Listed entries:
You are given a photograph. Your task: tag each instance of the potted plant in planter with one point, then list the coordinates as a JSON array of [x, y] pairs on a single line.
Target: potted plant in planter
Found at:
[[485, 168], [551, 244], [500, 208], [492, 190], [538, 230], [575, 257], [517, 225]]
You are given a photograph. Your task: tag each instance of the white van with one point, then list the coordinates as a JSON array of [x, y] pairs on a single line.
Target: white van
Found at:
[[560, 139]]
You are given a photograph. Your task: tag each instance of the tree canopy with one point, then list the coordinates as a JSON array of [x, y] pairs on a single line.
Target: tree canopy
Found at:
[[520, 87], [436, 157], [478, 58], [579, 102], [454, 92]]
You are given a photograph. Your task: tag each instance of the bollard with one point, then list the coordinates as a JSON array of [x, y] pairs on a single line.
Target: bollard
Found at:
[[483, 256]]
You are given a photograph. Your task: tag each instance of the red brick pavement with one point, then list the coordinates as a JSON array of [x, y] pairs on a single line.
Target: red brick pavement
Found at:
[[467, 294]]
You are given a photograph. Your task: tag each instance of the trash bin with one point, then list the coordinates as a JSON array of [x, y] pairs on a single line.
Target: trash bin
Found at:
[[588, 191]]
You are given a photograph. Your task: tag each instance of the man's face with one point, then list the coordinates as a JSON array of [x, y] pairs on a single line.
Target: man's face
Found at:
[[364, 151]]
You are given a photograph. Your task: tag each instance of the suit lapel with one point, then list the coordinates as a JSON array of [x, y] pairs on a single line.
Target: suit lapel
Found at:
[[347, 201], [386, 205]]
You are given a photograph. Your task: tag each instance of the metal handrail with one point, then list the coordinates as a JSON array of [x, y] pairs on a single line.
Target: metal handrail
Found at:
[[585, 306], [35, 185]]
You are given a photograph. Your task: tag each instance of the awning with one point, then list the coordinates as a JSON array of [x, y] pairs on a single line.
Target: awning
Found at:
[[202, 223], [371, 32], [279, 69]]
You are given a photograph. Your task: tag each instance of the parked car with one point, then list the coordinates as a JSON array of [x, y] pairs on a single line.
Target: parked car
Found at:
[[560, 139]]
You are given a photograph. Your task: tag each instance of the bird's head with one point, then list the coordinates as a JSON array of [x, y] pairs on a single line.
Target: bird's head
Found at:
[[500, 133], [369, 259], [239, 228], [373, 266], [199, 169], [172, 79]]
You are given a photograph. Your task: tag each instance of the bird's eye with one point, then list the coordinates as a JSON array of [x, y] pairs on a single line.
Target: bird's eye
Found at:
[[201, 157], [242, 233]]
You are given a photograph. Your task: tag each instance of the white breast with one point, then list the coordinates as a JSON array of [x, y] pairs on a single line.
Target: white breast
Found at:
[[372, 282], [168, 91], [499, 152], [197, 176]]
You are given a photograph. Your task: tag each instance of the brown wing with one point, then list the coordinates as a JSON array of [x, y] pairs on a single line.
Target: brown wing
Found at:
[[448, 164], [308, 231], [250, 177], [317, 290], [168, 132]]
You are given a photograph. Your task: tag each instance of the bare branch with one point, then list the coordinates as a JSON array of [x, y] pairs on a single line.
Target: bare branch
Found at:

The request: Rewrite all the lines above as a JSON list of strings, one string per line, leaving out any blank lines.

Output for this task:
[
  "You are given a photograph. Your task: tag each instance of the potted plant in planter with one point, then list the coordinates as a JSON array of [x, y] pairs on a single line.",
  "Target: potted plant in planter",
  "Found at:",
  "[[485, 168], [551, 244], [500, 208], [492, 190], [538, 230], [575, 257], [517, 225]]",
  "You are given a photograph. Your task: tag each instance of the white van with one point, then list the coordinates as a JSON array of [x, y] pairs on a single line.",
  "Target: white van",
  "Found at:",
  "[[560, 139]]",
  "You are given a photograph. Your task: tag each instance of the tree canopy with one point, then list the coordinates as a JSON array of [x, y] pairs on a single line.",
  "Target: tree canopy",
  "Found at:",
  "[[520, 87], [436, 157], [478, 58], [579, 102], [454, 92]]",
  "You are given a photograph. Your task: tag each instance of the bollard with one point, then list the coordinates as a JSON array of [x, y] pairs on a single line.",
  "Target: bollard",
  "Found at:",
  "[[483, 256]]",
  "You are given a photograph. Your task: tag each instance of the red brick pavement with one point, then list the coordinates as a JSON array of [x, y] pairs on a single line.",
  "Target: red brick pavement",
  "Found at:",
  "[[467, 294]]",
  "You are given a photograph. Your task: tag each instance of the trash bin with one point, then list the coordinates as a JSON array of [x, y] pairs on a single line.",
  "Target: trash bin",
  "Found at:",
  "[[588, 191]]",
  "You are given a photograph. Your task: tag each instance of the man's face with one point, then list the coordinates as a JSON array of [x, y] pairs on a single line.",
  "Target: man's face",
  "Found at:",
  "[[364, 151]]",
  "You are given a photograph. Your task: tag each instance of the suit lapel with one point, then list the coordinates as a JSON array of [x, y] pairs on a single line.",
  "Target: suit lapel",
  "Found at:",
  "[[347, 201], [386, 205]]",
  "You are given a photograph. Your task: tag each instance of the metal handrail with one point, then list the coordinates as a JSON array of [x, y] pairs on a single line.",
  "Target: metal handrail",
  "Found at:",
  "[[585, 306], [35, 185]]",
  "You are given a photograph. Your task: tag each instance of the awning with one point, then list the coordinates as a JSON array of [x, y] pairs on a single line.",
  "Target: awning",
  "Found at:",
  "[[202, 223], [371, 32], [279, 69]]",
  "You are given a photograph. Your task: tag each instance of the parked car with one point, then list the coordinates as a JSON array of [x, y] pairs on a single line.",
  "Target: parked car",
  "Found at:",
  "[[560, 139]]",
  "You are given a photograph. Your task: tag each instance of the bird's head with one point, then list the coordinates as a JSON array of [x, y] pairs on a single line.",
  "Target: bird's head",
  "Found at:",
  "[[500, 133], [369, 259], [239, 228], [373, 266], [199, 169], [172, 79]]",
  "You are given a photograph. Your task: tag each instance of the bird's eye with one point, then list the coordinates as a JSON array of [x, y] pairs on a single line.",
  "Target: bird's eye",
  "Found at:",
  "[[201, 157], [242, 233]]",
  "You are given a photograph. Your task: tag each instance of the white breast with one point, then list the coordinates as a JSON array of [x, y] pairs on a single line.",
  "Target: white breast",
  "Found at:",
  "[[372, 282], [168, 91], [499, 152], [197, 176]]",
  "You are given a photograph. Your task: tag each instance of the brown wing with one point, then list the coordinates as a JSON array of [x, y] pairs on a single line.",
  "Target: brown wing",
  "Found at:",
  "[[448, 164], [308, 231], [250, 177], [317, 290], [168, 132]]",
  "You are given a photograph. Your task: tag each instance of the bare branch with one point, then list the coordinates as a JSON array of [x, y] pairs on a single line.",
  "Target: bare branch",
  "Found at:"
]